[DOCUMENT SEGMENT — start]
Democracy activist Chen Shuqing (陈树庆) was released on September 13, 2010, from Qiaosi Prison in Hangzhou, Zhejiang Province after serving four years on charges of “inciting subversion state power.” Chen is subject to one year of deprivation of political rights following his release, including rights to vote, accept interviews or give speeches, and to publish. (See Human Rights in China’s translation of the regulations regarding deprivation of political rights below.)

In its 2007 ruling, the Hangzhou Municipal Intermediate People’s Court cited as evidence Chen’s role in organizing the Zhejiang branch of the Chinese Democratic Party (CDP) and articles he wrote calling for democratic reform and in support of other CDP member's democratic activities. In addition, the court said that Chen slandered the government in saying that it had used force to crack down on the 1989 Democracy Movement.

Chen’s lawyer Li Jianqiang (李建强) said that Chen was imprisoned for defending his civil liberties. “Chen maintained his innocence in the belief that criticizing the government was his right under the constitution.” Li also said that Chen’s punishment will extend beyond the one year of deprivation of political rights. “Even after this year, it is impossible to guarantee Chen’s civil rights because China is an autocractic state, and it cannot guarantee the civil liberties of any person, let alone his.”

Another Zhejiang rights activist, Wu Yilong (吴义龙), is scheduled to be released on September 14, 2010, the day following Chen’s release. Wu was arrested in June 1999 for circulating pro-democracy articles on the Internet and for his work with the magazine Zaiyedang (在野党, “opposition party”), the journal of the CDP. In November that year, Wu was sentenced to 11 years on charges of “subversion of state power” for organizing the Zhejiang branch of the CDP. He is being released into three years of deprivation of political rights.
[DOCUMENT SEGMENT — finish]
[DATA TO EXAMINE — start]
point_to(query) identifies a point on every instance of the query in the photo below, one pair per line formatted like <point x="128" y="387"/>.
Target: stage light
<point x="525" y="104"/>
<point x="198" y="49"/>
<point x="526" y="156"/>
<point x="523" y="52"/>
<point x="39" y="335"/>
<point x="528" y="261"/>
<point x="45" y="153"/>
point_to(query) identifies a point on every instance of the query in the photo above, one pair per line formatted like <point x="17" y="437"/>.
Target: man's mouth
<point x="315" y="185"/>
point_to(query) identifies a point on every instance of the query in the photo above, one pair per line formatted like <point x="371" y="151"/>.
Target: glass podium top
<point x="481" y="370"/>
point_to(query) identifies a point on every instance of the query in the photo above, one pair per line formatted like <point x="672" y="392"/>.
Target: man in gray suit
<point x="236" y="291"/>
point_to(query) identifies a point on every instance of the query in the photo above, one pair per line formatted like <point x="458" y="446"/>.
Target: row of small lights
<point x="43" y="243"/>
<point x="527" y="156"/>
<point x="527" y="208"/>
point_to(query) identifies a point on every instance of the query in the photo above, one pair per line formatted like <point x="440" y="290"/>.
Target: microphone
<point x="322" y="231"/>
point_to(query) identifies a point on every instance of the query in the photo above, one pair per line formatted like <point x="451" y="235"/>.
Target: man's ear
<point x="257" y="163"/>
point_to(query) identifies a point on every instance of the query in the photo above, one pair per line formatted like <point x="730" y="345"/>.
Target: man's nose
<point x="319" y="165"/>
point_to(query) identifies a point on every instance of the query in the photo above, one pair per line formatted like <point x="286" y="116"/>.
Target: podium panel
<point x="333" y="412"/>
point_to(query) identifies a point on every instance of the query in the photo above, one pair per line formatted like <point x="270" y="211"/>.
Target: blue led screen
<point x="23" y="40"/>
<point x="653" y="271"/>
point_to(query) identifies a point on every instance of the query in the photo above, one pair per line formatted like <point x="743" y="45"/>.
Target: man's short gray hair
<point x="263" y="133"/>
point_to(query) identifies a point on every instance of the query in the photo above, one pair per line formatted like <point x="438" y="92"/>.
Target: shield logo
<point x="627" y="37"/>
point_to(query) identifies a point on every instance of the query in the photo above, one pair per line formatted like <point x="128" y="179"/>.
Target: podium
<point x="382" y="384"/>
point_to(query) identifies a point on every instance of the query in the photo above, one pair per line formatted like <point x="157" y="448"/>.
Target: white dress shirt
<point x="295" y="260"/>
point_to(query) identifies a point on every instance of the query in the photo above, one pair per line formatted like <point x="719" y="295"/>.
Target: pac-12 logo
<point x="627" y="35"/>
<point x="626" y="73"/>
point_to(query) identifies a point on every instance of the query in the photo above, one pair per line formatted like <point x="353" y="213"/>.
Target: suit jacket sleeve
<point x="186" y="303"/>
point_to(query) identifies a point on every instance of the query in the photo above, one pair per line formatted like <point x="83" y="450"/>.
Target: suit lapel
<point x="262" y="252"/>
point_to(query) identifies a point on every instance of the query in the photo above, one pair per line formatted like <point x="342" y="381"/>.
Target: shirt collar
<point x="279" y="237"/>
[DATA TO EXAMINE — finish]
» QUESTIONS TO ANSWER
1. Update the passage on Chen Shuqing's release, starting at "Another Zhejiang rights" and ending at "years of deprivation of political rights.", by replacing "magazine" with "publication".
2. According to the passage on Chen Shuqing's release, from which prison was Chen released?
3. Proceed with the report on the releases of Chen Shuqing and Wu Yilong, picking up right after its final sentence.

» ANSWERS FOR THE EXERCISE
1.
Another Zhejiang rights activist, Wu Yilong (吴义龙), is scheduled to be released on September 14, 2010, the day following Chen’s release. Wu was arrested in June 1999 for circulating pro-democracy articles on the Internet and for his work with the publication Zaiyedang (在野党, “opposition party”), the journal of the CDP. In November that year, Wu was sentenced to 11 years on charges of “subversion of state power” for organizing the Zhejiang branch of the CDP. He is being released into three years of deprivation of political rights.

2. Qiaosi Prison in Hangzhou, Zhejiang Province.

3.
“As Chen’s and Wu’s post-release conditions illustrate, the deprivation of political rights after prison release is being systematically used by the Chinese government as a tool – to prevent rights activists like Chen and Wu from exercising the rights guaranteed in the Chinese constitution and international law,” said Sharon Hom, HRIC Executive Director.

Article 12 of the Regulations on the Supervision and Administration by Public Security Organs of Criminals Who Have Been Put Under Surveillance, Deprived of Political Rights, Given Reprieve, Given Parole, or Released on Bail for Medical Treatment

Translation by HRIC

Article 12. Public security organs shall announce to the criminal whose political rights are being deprived that he must abide by the following provisions during the deprivation period:

  1. Abide by national laws and regulations and relevant Ministry of Public Security regulations;
  2. Shall not enjoy the right to vote or stand for election;
  3. Shall not organize or participate in any gatherings, marches, demonstrations, or forming associations;
  4. Shall not accept interviews or give speeches;
  5. Shall not issue, publish, or distribute discussions, books, or recordings which are detrimental to the state’s honor and interests or otherwise endanger society domestically or abroad;
  6. Shall not hold a position in any state organ;
  7. Shall not hold a leadership position in any enterprise, state-run institution, or civic organization;
  8. Abide by the specific supervision and administration measures set out by the public security organs.